## Instructions to follow
From the line with "Task: find the paraglider wing" through the final line below, restate each line word for word and return nothing else.

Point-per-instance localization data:
↓

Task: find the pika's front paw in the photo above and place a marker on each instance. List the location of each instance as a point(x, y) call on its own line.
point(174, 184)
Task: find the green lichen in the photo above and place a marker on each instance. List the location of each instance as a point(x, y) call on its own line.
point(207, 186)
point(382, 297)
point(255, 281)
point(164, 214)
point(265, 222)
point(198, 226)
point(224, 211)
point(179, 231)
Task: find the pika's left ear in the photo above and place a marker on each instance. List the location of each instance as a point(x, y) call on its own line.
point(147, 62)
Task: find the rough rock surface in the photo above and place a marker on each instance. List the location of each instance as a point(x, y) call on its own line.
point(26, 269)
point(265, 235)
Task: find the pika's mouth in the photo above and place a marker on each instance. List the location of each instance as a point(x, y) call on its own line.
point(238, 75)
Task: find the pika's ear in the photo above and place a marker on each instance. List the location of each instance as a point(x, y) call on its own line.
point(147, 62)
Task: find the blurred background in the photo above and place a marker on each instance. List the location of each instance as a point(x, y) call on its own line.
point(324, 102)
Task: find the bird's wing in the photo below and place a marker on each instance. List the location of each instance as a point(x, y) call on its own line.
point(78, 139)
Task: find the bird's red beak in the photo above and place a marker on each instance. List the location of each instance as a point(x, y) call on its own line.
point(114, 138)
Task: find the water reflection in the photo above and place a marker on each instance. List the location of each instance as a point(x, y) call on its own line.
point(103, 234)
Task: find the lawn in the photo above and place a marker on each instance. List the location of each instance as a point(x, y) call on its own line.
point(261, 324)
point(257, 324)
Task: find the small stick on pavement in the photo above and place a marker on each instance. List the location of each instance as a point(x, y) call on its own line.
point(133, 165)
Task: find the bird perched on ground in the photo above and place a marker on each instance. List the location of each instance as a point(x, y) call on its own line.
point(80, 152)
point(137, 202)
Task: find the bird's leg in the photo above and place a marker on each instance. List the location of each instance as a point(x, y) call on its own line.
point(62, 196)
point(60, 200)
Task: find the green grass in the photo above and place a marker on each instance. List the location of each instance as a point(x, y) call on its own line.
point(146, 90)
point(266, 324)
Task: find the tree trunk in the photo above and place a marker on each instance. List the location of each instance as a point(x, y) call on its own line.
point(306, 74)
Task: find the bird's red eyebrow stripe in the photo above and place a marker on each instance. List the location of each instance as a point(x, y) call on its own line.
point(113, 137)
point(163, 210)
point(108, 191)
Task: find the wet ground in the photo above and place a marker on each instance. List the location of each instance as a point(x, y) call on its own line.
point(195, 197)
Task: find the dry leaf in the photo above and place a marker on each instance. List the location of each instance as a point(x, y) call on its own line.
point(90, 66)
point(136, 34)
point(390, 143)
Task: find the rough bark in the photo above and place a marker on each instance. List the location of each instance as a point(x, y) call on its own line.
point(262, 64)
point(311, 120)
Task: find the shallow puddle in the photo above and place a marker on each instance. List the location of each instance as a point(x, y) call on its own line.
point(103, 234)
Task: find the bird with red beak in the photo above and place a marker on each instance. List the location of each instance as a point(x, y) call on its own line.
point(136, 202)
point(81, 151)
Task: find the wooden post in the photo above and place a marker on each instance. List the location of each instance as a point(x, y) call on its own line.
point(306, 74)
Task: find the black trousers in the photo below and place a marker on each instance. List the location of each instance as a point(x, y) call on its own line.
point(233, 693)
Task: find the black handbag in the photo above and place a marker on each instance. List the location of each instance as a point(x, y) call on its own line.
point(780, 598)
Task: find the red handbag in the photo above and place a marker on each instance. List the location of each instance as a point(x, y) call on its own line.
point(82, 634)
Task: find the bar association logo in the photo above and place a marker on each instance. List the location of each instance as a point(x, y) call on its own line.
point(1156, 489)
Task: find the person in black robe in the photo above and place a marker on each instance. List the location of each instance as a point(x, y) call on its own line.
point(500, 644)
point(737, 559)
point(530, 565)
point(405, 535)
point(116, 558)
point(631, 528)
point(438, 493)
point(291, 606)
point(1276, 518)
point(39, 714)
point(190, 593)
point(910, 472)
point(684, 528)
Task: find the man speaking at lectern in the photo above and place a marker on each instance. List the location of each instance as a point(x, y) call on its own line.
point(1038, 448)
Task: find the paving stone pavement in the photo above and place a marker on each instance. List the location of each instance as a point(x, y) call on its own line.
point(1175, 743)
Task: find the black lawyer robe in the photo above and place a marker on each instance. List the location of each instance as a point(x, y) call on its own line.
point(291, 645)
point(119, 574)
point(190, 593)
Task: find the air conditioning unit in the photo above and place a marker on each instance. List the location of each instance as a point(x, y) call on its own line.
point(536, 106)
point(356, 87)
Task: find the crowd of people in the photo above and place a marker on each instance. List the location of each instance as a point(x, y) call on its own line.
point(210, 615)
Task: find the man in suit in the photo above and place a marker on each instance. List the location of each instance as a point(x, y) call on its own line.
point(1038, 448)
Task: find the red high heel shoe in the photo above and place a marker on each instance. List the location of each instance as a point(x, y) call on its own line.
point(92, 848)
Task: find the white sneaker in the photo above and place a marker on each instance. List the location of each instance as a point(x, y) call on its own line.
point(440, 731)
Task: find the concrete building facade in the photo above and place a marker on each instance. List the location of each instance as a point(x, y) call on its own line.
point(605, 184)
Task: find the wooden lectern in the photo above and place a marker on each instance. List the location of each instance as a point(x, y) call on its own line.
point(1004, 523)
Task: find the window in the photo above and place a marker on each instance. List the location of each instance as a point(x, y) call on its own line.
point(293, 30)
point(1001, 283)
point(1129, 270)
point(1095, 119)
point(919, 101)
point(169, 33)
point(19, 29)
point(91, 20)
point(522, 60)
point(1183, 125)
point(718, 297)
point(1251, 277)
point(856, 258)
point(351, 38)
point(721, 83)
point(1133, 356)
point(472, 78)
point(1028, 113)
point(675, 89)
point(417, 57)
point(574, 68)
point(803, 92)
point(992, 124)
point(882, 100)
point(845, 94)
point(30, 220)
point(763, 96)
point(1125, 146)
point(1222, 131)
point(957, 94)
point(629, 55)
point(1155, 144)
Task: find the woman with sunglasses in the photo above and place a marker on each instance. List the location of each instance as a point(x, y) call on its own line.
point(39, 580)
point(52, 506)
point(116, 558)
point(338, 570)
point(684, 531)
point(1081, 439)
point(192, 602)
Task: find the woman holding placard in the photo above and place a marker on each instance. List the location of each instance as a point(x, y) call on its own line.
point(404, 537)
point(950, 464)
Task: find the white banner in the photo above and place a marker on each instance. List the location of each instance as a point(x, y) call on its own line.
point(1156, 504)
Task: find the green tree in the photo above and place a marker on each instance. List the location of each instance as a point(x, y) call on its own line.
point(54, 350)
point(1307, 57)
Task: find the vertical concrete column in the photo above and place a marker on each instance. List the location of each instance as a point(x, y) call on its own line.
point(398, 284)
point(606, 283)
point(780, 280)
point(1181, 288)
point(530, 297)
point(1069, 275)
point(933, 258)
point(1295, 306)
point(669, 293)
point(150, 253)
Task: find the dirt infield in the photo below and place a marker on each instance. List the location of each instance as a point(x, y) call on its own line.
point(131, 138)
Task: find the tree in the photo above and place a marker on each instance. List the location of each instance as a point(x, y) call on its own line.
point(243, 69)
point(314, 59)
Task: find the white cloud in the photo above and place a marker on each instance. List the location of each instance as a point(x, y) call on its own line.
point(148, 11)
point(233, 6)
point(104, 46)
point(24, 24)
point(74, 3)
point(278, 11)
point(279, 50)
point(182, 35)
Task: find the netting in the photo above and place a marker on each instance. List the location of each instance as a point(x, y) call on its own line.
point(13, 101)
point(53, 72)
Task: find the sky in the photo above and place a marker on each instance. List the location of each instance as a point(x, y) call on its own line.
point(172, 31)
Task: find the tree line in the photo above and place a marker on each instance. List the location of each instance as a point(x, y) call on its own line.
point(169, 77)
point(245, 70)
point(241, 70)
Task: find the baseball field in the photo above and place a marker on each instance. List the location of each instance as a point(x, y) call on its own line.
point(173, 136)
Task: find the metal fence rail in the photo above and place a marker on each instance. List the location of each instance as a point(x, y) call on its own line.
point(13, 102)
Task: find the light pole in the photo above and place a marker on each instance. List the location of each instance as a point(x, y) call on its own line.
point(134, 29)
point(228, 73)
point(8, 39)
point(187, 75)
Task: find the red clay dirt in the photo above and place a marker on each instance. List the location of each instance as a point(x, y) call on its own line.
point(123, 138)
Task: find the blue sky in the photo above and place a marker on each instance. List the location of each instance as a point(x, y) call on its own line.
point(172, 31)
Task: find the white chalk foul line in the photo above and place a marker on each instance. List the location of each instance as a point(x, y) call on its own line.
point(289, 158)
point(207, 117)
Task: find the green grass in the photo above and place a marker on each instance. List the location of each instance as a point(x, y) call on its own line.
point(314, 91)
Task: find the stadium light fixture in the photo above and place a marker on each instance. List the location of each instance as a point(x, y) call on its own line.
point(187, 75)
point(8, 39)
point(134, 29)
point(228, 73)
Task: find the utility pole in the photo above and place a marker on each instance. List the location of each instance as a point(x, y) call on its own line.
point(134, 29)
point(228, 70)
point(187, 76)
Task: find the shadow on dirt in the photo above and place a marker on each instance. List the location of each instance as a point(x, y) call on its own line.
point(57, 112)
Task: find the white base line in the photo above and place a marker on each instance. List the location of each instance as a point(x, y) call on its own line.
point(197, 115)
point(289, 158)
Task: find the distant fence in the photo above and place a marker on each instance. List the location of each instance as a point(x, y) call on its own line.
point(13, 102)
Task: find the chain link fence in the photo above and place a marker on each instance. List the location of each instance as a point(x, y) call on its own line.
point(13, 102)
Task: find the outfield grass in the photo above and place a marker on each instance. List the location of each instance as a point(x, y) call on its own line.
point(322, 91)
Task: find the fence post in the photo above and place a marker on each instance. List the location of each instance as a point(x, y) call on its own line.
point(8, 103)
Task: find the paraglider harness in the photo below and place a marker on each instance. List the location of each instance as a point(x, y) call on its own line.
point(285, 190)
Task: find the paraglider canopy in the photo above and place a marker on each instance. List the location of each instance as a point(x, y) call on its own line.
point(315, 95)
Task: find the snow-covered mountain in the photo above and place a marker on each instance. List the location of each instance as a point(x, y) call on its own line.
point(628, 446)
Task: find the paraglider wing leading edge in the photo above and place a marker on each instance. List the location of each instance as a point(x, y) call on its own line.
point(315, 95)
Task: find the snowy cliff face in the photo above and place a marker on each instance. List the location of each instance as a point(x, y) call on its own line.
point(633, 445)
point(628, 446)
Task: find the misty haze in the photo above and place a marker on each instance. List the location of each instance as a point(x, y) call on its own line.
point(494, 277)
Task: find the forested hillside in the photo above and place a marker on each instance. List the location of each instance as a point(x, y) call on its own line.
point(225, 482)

↑

## Written solution
Task: find the paraglider wing leading edge in the photo above and place a marker on each instance. List the location of each instance as a point(x, y) call on its own line.
point(315, 95)
Task: find the snowy cliff face in the photo above and place a marker on each instance. List the location of each instance as a point(x, y) call on its own line.
point(633, 445)
point(628, 446)
Task: find the misty haze in the photo above and place a marker on each instance. List the location of each instance as a point(x, y) call on its own line.
point(494, 277)
Task: find the forested hillside in the photo above and place a marker on each instance. List the location of each instance as a point(x, y) call on its own line.
point(225, 482)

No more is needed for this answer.